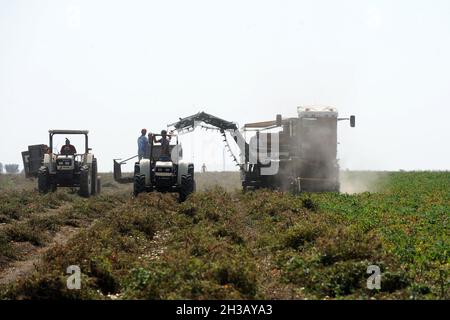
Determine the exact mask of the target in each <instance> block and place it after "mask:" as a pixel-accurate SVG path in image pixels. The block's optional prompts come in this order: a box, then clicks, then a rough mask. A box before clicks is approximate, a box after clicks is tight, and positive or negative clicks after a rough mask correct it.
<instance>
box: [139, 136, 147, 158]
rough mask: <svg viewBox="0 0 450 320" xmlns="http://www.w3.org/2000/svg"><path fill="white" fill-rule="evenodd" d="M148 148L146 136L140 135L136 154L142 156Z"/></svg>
mask: <svg viewBox="0 0 450 320" xmlns="http://www.w3.org/2000/svg"><path fill="white" fill-rule="evenodd" d="M147 150H148V138H147V137H146V136H140V137H139V138H138V156H139V157H140V158H141V157H144V156H145V155H146V154H147Z"/></svg>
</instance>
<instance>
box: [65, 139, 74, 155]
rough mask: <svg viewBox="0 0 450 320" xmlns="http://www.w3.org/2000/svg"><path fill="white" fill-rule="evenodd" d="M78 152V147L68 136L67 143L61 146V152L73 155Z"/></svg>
mask: <svg viewBox="0 0 450 320" xmlns="http://www.w3.org/2000/svg"><path fill="white" fill-rule="evenodd" d="M76 153H77V149H75V147H74V146H73V145H71V144H70V140H69V139H67V138H66V144H65V145H63V146H62V147H61V154H62V155H66V156H71V155H74V154H76Z"/></svg>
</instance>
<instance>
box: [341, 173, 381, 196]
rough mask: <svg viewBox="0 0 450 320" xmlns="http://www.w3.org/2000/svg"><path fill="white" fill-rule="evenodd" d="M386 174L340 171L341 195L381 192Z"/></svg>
mask: <svg viewBox="0 0 450 320" xmlns="http://www.w3.org/2000/svg"><path fill="white" fill-rule="evenodd" d="M387 175H388V173H387V172H375V171H341V172H340V183H341V189H340V190H341V193H348V194H352V193H361V192H377V191H380V190H382V187H383V184H384V181H386V178H387Z"/></svg>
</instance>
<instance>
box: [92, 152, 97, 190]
mask: <svg viewBox="0 0 450 320" xmlns="http://www.w3.org/2000/svg"><path fill="white" fill-rule="evenodd" d="M91 174H92V178H91V179H92V188H91V189H92V190H91V194H92V195H93V196H94V195H96V194H97V193H98V192H97V184H98V183H97V179H98V176H97V159H93V160H92V165H91Z"/></svg>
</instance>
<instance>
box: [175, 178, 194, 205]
mask: <svg viewBox="0 0 450 320" xmlns="http://www.w3.org/2000/svg"><path fill="white" fill-rule="evenodd" d="M194 191H195V181H194V179H193V178H192V176H191V175H190V174H184V175H182V176H181V188H180V192H179V195H180V196H179V201H180V202H183V201H186V199H187V197H188V196H189V195H190V194H191V193H193V192H194Z"/></svg>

--------------------

▶ Required work: Rewrite all of the records above with every "rough mask" changed to "coarse mask" and nothing else altered. Omit the pictures.

▶ The completed task:
Determine the exact mask of the target in each <instance> block and place it after "mask:" as a pixel-accurate SVG path in image pixels. The block's optional prompts come in this order: a box, then clicks, then a coarse mask. A box before clicks is approximate, a box after clicks is tight, and positive or negative clicks after a coarse mask correct it.
<instance>
box: [139, 136, 147, 158]
coarse mask: <svg viewBox="0 0 450 320" xmlns="http://www.w3.org/2000/svg"><path fill="white" fill-rule="evenodd" d="M148 148L146 136L140 135L136 154L142 156Z"/></svg>
mask: <svg viewBox="0 0 450 320" xmlns="http://www.w3.org/2000/svg"><path fill="white" fill-rule="evenodd" d="M147 150H148V138H147V137H146V136H140V137H139V138H138V156H139V157H140V158H141V157H144V156H145V155H146V154H147Z"/></svg>
</instance>
<instance>
box: [65, 139, 74, 155]
coarse mask: <svg viewBox="0 0 450 320" xmlns="http://www.w3.org/2000/svg"><path fill="white" fill-rule="evenodd" d="M78 152V147L68 136L67 143L61 146V152L73 155Z"/></svg>
mask: <svg viewBox="0 0 450 320" xmlns="http://www.w3.org/2000/svg"><path fill="white" fill-rule="evenodd" d="M76 153H77V149H75V147H74V146H73V145H71V144H70V140H69V139H67V138H66V144H65V145H63V146H62V147H61V154H62V155H66V156H71V155H74V154H76Z"/></svg>
</instance>
<instance>
box: [341, 173, 381, 196]
coarse mask: <svg viewBox="0 0 450 320" xmlns="http://www.w3.org/2000/svg"><path fill="white" fill-rule="evenodd" d="M386 174L340 171L341 195L381 192Z"/></svg>
mask: <svg viewBox="0 0 450 320" xmlns="http://www.w3.org/2000/svg"><path fill="white" fill-rule="evenodd" d="M387 175H388V173H387V172H375V171H341V172H340V183H341V189H340V190H341V193H348V194H352V193H361V192H377V191H380V190H382V187H383V184H384V181H386V178H387Z"/></svg>
</instance>
<instance>
box: [92, 152, 97, 190]
mask: <svg viewBox="0 0 450 320" xmlns="http://www.w3.org/2000/svg"><path fill="white" fill-rule="evenodd" d="M91 174H92V178H91V179H92V188H91V189H92V190H91V194H92V195H93V196H94V195H96V194H97V193H98V192H97V184H98V183H97V179H98V176H97V159H93V160H92V165H91Z"/></svg>
</instance>
<instance>
box: [175, 178, 194, 205]
mask: <svg viewBox="0 0 450 320" xmlns="http://www.w3.org/2000/svg"><path fill="white" fill-rule="evenodd" d="M194 191H195V181H194V179H193V178H192V176H191V175H190V174H184V175H182V176H181V188H180V192H179V195H180V196H179V201H180V202H183V201H186V199H187V197H188V196H189V195H190V194H191V193H193V192H194Z"/></svg>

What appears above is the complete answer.